### Materials provided

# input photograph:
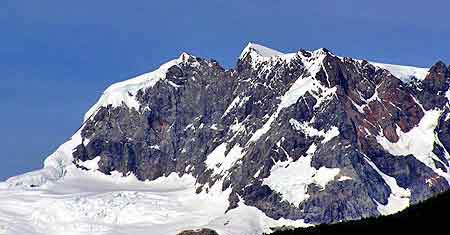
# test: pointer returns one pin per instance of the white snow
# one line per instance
(404, 73)
(54, 166)
(89, 202)
(259, 50)
(418, 142)
(344, 178)
(123, 93)
(299, 88)
(311, 131)
(398, 199)
(291, 178)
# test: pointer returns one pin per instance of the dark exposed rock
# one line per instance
(204, 231)
(200, 106)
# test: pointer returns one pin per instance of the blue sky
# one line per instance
(56, 57)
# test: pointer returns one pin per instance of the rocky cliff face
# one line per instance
(306, 135)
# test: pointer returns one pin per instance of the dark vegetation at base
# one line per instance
(429, 216)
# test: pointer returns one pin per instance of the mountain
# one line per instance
(427, 217)
(293, 139)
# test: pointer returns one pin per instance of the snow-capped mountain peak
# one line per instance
(283, 139)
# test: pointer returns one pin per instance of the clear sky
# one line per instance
(56, 57)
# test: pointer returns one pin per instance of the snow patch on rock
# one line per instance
(292, 178)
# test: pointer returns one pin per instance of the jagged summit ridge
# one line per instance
(299, 138)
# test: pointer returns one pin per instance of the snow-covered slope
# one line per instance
(88, 202)
(404, 73)
(290, 139)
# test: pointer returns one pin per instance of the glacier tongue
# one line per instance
(88, 202)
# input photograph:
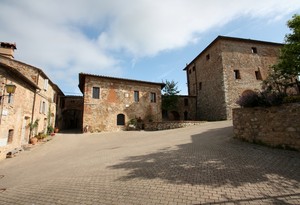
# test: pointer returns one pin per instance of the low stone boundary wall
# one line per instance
(277, 126)
(152, 126)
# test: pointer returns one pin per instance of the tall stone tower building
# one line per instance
(224, 69)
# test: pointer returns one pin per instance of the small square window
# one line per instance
(207, 57)
(254, 50)
(96, 92)
(258, 75)
(136, 96)
(186, 102)
(10, 136)
(237, 74)
(153, 97)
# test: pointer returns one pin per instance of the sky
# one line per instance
(148, 40)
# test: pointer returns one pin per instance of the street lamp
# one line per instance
(10, 88)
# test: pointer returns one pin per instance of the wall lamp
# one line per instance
(10, 88)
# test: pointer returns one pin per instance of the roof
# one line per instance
(38, 69)
(19, 75)
(219, 38)
(83, 75)
(8, 45)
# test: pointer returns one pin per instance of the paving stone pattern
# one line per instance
(201, 164)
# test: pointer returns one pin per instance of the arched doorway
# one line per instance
(120, 119)
(174, 115)
(72, 119)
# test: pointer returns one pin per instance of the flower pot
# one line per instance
(33, 140)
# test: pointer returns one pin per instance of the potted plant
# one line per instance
(56, 130)
(50, 130)
(33, 131)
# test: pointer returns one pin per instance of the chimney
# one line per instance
(7, 49)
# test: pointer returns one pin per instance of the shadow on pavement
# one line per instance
(215, 159)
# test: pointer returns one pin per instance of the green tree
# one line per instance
(170, 97)
(288, 67)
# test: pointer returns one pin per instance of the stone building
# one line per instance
(185, 109)
(71, 113)
(15, 113)
(36, 98)
(224, 69)
(110, 103)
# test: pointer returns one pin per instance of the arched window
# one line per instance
(120, 119)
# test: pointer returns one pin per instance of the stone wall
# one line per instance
(274, 126)
(153, 126)
(14, 115)
(211, 75)
(206, 82)
(186, 109)
(238, 55)
(117, 98)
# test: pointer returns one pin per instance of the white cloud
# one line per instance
(67, 37)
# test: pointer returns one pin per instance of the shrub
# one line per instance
(249, 98)
(291, 99)
(266, 98)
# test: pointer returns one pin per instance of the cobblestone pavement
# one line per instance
(196, 165)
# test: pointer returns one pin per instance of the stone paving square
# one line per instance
(200, 164)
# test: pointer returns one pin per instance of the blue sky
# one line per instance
(147, 40)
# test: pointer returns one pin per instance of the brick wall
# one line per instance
(14, 116)
(117, 97)
(239, 56)
(274, 126)
(206, 82)
(211, 75)
(153, 126)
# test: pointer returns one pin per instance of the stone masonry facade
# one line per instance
(110, 103)
(224, 70)
(36, 98)
(14, 116)
(274, 126)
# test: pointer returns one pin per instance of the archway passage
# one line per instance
(185, 115)
(72, 119)
(174, 115)
(120, 119)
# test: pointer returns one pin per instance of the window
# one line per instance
(62, 102)
(10, 136)
(136, 96)
(237, 74)
(43, 108)
(258, 75)
(185, 115)
(186, 102)
(46, 84)
(10, 99)
(207, 57)
(120, 119)
(54, 98)
(96, 92)
(153, 97)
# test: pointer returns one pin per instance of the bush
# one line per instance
(249, 98)
(268, 98)
(291, 99)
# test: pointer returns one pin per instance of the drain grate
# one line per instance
(2, 189)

######

Your instructions: Repeat the line that contains "stone masonry facade", then every line after it until the records end, with nothing added.

Answer to the exercise:
# test: pointer returns one pin per instance of the stone masonry facade
# one line per instance
(110, 103)
(224, 70)
(36, 98)
(14, 116)
(274, 126)
# test: pointer returns one pin per instance of the archway passage
# one line per instance
(185, 115)
(72, 119)
(174, 115)
(120, 119)
# test: pointer returns one pin per instance of the window
# one line per instance
(62, 102)
(10, 136)
(136, 96)
(237, 74)
(43, 108)
(258, 75)
(185, 115)
(186, 102)
(46, 84)
(10, 99)
(207, 57)
(120, 119)
(54, 98)
(96, 92)
(153, 97)
# test: pointer returns one pin per instance of the bush
# one line per instance
(249, 98)
(268, 98)
(291, 99)
# test: pointer returns one pin per instance of the drain grate
# one line per instance
(2, 189)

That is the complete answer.